Keep only those lines of the records that include the string "tire".

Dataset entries
--- START ---

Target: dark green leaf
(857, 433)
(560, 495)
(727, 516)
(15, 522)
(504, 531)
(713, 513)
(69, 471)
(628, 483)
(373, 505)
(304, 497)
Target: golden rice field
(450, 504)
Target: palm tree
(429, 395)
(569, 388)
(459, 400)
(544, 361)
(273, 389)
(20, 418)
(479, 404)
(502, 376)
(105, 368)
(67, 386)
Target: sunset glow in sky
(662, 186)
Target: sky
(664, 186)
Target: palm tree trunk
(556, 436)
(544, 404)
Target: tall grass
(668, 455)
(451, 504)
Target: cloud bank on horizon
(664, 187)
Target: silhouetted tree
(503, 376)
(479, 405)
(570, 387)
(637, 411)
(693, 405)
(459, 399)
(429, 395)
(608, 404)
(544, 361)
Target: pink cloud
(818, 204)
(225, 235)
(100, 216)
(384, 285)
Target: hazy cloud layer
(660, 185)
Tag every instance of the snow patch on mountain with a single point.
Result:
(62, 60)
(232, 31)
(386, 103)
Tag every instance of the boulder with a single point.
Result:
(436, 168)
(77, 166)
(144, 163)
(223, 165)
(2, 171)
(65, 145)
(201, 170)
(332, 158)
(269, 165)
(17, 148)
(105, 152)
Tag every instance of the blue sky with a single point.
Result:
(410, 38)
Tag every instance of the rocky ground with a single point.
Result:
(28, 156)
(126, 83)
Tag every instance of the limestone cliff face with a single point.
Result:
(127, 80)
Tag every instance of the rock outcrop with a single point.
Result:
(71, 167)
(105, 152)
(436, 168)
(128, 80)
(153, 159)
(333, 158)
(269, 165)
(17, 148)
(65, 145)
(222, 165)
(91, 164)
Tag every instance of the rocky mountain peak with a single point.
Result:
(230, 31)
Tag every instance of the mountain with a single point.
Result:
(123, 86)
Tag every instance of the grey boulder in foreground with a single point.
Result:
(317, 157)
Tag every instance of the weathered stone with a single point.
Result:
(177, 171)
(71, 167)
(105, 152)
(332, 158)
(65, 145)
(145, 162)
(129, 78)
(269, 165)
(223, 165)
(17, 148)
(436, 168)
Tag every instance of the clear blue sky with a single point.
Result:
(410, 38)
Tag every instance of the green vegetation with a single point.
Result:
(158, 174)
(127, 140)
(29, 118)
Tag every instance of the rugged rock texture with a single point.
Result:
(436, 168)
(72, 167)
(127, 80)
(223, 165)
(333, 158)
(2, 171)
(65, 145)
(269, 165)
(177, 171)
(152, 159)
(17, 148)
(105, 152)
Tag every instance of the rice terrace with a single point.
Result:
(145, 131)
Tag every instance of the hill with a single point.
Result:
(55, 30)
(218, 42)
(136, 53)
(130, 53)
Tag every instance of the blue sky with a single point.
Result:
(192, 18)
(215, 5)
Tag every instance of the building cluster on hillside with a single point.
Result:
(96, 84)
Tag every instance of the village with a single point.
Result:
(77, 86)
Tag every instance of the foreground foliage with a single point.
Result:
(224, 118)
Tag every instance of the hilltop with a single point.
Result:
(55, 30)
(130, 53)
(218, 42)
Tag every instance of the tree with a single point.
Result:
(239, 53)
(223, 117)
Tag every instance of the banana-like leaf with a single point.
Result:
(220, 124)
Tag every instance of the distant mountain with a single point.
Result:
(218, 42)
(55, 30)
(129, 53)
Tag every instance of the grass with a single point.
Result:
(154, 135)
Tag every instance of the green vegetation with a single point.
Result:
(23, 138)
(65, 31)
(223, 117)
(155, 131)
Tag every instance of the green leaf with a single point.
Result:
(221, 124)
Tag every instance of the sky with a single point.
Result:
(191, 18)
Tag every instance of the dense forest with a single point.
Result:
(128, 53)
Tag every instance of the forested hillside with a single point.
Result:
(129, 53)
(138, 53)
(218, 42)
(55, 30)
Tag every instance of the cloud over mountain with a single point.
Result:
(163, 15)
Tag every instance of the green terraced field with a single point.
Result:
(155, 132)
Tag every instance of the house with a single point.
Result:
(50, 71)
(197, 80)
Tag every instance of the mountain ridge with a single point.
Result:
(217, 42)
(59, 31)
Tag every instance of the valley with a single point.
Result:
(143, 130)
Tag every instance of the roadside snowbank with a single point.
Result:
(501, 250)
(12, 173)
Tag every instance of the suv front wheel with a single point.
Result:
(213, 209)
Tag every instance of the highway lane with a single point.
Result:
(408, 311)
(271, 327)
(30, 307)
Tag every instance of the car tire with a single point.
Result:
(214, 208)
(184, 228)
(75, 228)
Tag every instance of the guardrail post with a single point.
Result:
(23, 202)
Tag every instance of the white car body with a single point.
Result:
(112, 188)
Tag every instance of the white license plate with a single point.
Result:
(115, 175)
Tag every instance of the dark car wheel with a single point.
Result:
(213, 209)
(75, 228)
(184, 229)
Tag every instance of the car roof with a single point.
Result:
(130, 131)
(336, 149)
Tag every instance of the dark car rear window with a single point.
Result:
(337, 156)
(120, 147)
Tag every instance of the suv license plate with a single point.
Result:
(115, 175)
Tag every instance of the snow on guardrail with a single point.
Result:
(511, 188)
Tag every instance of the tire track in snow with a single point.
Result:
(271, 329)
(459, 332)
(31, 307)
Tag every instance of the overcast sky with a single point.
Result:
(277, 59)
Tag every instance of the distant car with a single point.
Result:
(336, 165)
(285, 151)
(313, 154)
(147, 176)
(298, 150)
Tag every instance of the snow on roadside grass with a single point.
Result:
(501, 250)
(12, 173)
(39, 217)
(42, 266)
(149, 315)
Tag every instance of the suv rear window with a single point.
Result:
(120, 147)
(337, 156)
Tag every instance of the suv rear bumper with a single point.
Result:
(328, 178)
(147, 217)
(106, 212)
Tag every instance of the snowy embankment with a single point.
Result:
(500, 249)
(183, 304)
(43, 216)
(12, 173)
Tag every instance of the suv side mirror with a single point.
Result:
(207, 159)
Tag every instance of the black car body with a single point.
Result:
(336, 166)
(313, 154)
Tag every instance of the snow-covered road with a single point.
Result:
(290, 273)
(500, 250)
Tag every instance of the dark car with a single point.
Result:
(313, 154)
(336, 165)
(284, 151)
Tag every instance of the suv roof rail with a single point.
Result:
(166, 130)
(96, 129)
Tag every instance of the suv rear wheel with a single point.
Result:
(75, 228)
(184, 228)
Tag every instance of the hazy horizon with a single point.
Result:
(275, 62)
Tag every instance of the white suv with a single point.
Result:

--- END ---

• Answer:
Tag every instance of the car tire with a single point.
Tag every instance of the tire track in snow with a single point.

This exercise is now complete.